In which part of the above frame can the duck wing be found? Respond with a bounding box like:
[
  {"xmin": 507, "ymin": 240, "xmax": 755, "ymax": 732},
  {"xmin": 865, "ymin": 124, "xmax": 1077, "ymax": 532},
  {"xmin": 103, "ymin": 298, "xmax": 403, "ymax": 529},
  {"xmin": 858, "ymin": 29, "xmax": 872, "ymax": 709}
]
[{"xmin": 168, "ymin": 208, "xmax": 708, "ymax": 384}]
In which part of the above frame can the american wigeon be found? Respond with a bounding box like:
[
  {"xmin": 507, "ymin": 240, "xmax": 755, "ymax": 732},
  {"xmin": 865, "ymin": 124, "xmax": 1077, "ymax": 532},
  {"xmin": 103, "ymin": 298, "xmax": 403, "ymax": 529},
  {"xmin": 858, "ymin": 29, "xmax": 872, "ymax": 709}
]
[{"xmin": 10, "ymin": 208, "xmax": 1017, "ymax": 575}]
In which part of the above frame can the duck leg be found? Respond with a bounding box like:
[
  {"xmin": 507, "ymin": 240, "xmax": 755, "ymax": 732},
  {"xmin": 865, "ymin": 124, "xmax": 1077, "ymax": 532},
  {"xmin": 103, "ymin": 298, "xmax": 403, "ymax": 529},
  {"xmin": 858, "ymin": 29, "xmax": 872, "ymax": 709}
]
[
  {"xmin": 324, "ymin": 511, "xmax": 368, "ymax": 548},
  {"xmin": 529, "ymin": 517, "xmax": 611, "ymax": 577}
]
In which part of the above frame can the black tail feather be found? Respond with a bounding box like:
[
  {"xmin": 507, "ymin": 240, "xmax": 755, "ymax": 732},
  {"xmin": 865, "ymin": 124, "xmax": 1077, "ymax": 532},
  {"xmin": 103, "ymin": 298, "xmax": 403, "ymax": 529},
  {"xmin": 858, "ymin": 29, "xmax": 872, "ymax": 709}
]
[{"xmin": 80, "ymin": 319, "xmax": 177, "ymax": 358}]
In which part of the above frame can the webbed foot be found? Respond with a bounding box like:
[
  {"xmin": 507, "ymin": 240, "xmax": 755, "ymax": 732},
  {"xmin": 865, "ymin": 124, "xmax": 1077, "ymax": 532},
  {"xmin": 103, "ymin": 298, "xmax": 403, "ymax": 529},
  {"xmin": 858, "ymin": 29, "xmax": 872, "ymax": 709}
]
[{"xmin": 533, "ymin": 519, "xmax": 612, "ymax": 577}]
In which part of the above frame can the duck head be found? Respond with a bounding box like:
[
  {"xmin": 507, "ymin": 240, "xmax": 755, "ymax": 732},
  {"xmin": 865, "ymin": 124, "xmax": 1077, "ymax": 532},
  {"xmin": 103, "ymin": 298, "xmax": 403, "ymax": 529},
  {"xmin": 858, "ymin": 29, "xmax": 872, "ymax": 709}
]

§ **Set task**
Transcribe each of the records above verbatim, keeping every line, bracket, and number unchanged.

§ **Solved exercise**
In which part of the above frame can the duck wing be found? Respond with a bounding box like:
[
  {"xmin": 507, "ymin": 240, "xmax": 755, "ymax": 732},
  {"xmin": 865, "ymin": 124, "xmax": 1077, "ymax": 532},
  {"xmin": 103, "ymin": 298, "xmax": 403, "ymax": 529},
  {"xmin": 858, "ymin": 29, "xmax": 872, "ymax": 709}
]
[{"xmin": 168, "ymin": 208, "xmax": 708, "ymax": 384}]
In which part of the above frame can the american wigeon be found? Respond with a bounding box like:
[
  {"xmin": 507, "ymin": 240, "xmax": 755, "ymax": 732},
  {"xmin": 865, "ymin": 124, "xmax": 1077, "ymax": 532},
  {"xmin": 103, "ymin": 298, "xmax": 403, "ymax": 529},
  {"xmin": 858, "ymin": 29, "xmax": 872, "ymax": 709}
]
[{"xmin": 10, "ymin": 208, "xmax": 1017, "ymax": 575}]
In which part of the above frame can the duck leg be found? Respond with a bounding box like:
[
  {"xmin": 507, "ymin": 240, "xmax": 755, "ymax": 732},
  {"xmin": 865, "ymin": 124, "xmax": 1077, "ymax": 532},
  {"xmin": 103, "ymin": 298, "xmax": 403, "ymax": 529},
  {"xmin": 858, "ymin": 29, "xmax": 872, "ymax": 709}
]
[
  {"xmin": 324, "ymin": 511, "xmax": 368, "ymax": 548},
  {"xmin": 529, "ymin": 517, "xmax": 611, "ymax": 577}
]
In which part of the above frame can the black tail feather be found? Respond with a bounding box like:
[
  {"xmin": 507, "ymin": 240, "xmax": 755, "ymax": 732},
  {"xmin": 865, "ymin": 124, "xmax": 1077, "ymax": 532},
  {"xmin": 103, "ymin": 298, "xmax": 403, "ymax": 529},
  {"xmin": 858, "ymin": 29, "xmax": 872, "ymax": 709}
]
[{"xmin": 80, "ymin": 319, "xmax": 177, "ymax": 358}]
In which part of the above frame can the webbed foot be found? Respond with a bounding box like:
[
  {"xmin": 507, "ymin": 240, "xmax": 755, "ymax": 732},
  {"xmin": 865, "ymin": 124, "xmax": 1077, "ymax": 532},
  {"xmin": 103, "ymin": 298, "xmax": 403, "ymax": 529},
  {"xmin": 858, "ymin": 29, "xmax": 872, "ymax": 709}
]
[{"xmin": 533, "ymin": 519, "xmax": 612, "ymax": 577}]
In which part of the above frame can the duck head be found? Respond with a bounding box like:
[
  {"xmin": 507, "ymin": 240, "xmax": 755, "ymax": 732},
  {"xmin": 865, "ymin": 124, "xmax": 1077, "ymax": 532},
  {"xmin": 103, "ymin": 298, "xmax": 403, "ymax": 529},
  {"xmin": 858, "ymin": 29, "xmax": 872, "ymax": 709}
]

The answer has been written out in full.